**What to work on:** Every line that holds the word "gray" needs to be copied from the data below.

**Task material:**
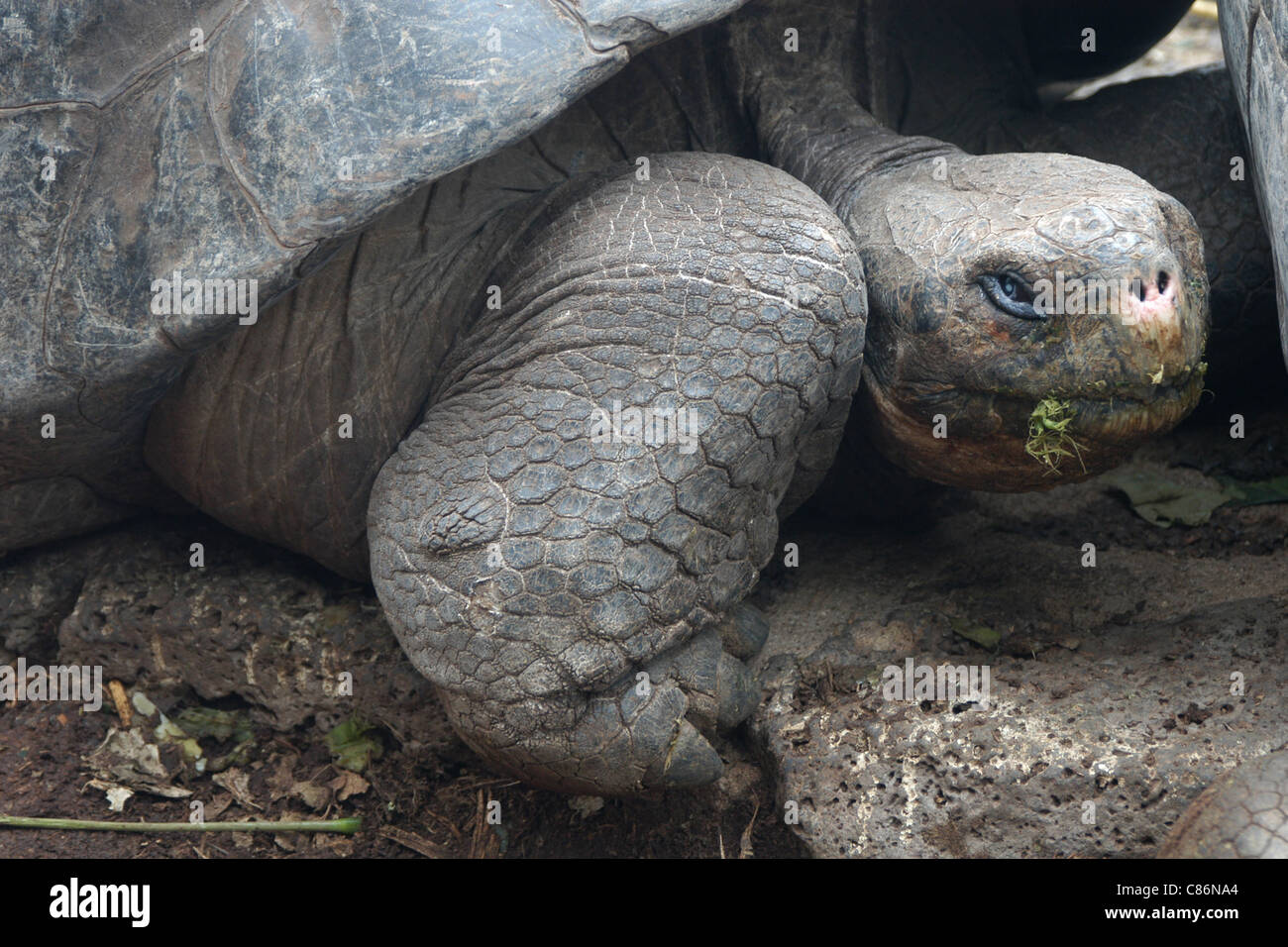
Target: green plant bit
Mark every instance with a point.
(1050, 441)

---

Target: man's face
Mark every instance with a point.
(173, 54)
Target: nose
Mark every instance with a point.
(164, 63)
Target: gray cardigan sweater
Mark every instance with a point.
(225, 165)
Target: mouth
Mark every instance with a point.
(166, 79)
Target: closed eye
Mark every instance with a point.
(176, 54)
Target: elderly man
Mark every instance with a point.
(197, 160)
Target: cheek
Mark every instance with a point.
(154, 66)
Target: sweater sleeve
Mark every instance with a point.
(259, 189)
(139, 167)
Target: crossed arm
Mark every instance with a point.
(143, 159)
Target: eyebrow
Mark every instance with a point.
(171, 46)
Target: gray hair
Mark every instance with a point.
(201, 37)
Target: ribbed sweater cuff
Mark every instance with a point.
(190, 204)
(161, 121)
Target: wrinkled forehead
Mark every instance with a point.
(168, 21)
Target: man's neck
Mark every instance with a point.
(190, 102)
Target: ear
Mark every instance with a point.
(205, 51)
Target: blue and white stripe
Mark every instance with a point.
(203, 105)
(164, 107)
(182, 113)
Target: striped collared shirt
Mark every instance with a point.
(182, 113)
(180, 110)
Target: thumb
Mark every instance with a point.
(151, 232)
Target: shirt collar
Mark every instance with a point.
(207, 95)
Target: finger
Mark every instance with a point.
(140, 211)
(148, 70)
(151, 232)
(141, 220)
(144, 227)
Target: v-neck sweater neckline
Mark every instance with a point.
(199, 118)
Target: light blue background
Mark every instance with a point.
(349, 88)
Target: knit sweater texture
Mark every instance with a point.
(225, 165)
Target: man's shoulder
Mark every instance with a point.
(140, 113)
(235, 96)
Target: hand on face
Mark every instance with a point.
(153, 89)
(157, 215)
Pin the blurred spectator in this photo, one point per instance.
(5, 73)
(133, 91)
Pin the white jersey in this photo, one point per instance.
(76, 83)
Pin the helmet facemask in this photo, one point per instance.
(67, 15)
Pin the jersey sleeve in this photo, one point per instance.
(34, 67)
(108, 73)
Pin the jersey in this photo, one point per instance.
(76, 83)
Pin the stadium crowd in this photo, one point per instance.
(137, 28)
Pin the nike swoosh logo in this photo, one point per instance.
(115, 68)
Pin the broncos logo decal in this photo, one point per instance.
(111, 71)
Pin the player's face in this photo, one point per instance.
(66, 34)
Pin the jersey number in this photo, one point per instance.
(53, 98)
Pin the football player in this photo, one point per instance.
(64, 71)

* * *

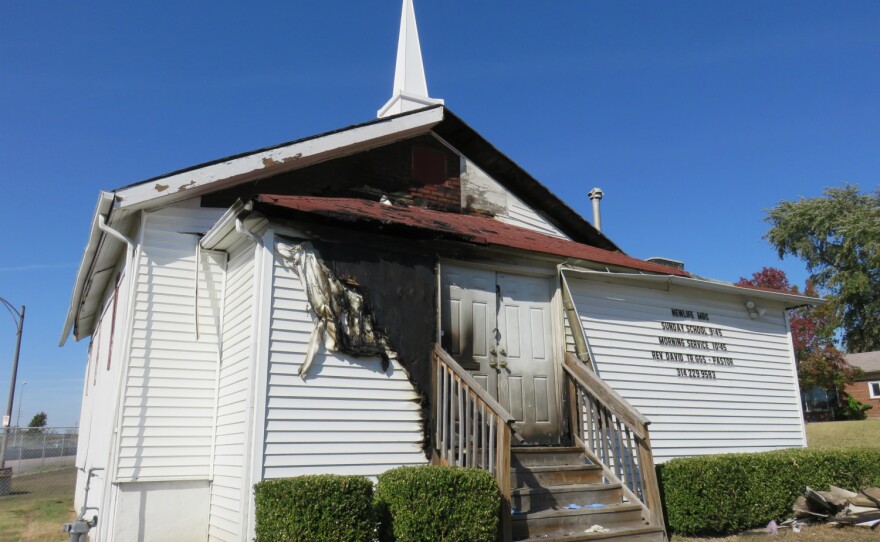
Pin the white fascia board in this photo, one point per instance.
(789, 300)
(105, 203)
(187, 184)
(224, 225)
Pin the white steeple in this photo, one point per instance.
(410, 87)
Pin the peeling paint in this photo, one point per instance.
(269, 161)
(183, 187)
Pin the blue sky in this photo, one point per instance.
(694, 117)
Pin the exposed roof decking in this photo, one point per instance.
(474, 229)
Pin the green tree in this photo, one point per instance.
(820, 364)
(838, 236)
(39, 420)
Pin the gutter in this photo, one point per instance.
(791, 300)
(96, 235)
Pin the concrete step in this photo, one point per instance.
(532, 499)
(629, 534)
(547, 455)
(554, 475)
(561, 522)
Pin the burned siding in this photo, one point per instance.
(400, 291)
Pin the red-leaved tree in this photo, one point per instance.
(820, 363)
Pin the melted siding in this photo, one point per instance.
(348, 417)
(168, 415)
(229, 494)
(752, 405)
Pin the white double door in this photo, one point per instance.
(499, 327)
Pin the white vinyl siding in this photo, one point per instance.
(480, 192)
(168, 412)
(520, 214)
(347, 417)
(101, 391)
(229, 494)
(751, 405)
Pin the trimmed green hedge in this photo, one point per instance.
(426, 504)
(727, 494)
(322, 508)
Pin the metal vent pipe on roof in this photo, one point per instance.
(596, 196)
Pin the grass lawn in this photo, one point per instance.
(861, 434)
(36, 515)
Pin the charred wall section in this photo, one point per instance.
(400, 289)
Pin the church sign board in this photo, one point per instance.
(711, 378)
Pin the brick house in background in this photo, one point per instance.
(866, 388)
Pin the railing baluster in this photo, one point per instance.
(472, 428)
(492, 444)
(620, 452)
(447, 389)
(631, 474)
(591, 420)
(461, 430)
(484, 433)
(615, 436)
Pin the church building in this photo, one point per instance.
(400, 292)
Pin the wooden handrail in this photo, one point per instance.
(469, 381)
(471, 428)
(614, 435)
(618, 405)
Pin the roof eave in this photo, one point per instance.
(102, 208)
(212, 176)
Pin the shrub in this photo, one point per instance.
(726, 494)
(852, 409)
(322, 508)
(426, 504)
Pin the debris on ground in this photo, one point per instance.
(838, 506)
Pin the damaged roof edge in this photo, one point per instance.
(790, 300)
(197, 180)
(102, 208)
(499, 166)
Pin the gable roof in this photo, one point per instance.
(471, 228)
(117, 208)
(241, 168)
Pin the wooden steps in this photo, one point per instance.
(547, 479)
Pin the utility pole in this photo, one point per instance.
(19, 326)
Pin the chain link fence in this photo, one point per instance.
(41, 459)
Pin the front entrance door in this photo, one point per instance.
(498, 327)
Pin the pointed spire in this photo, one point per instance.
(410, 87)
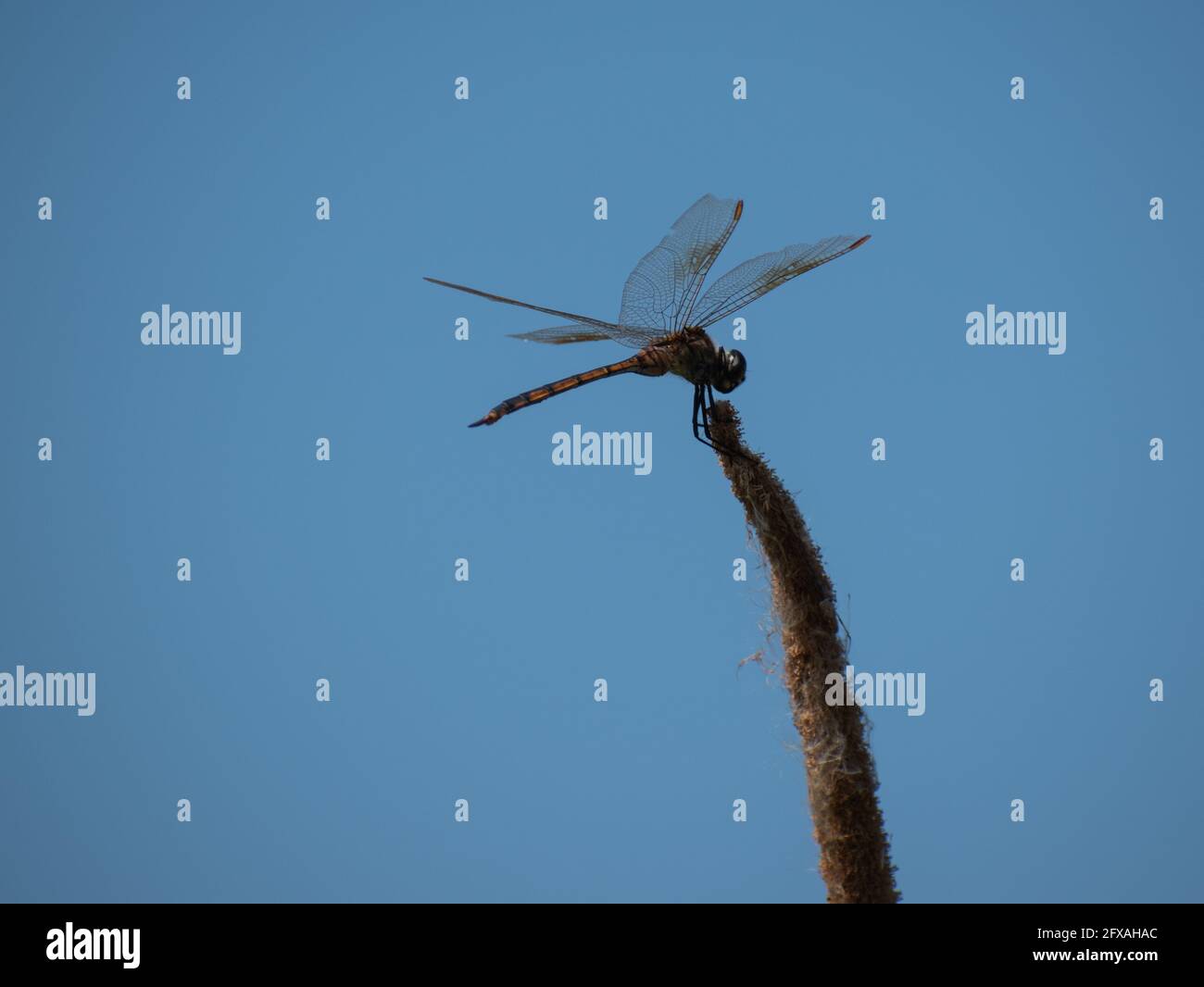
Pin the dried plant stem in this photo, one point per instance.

**Task result:**
Target: gray cardigan sweater
Target: gray hair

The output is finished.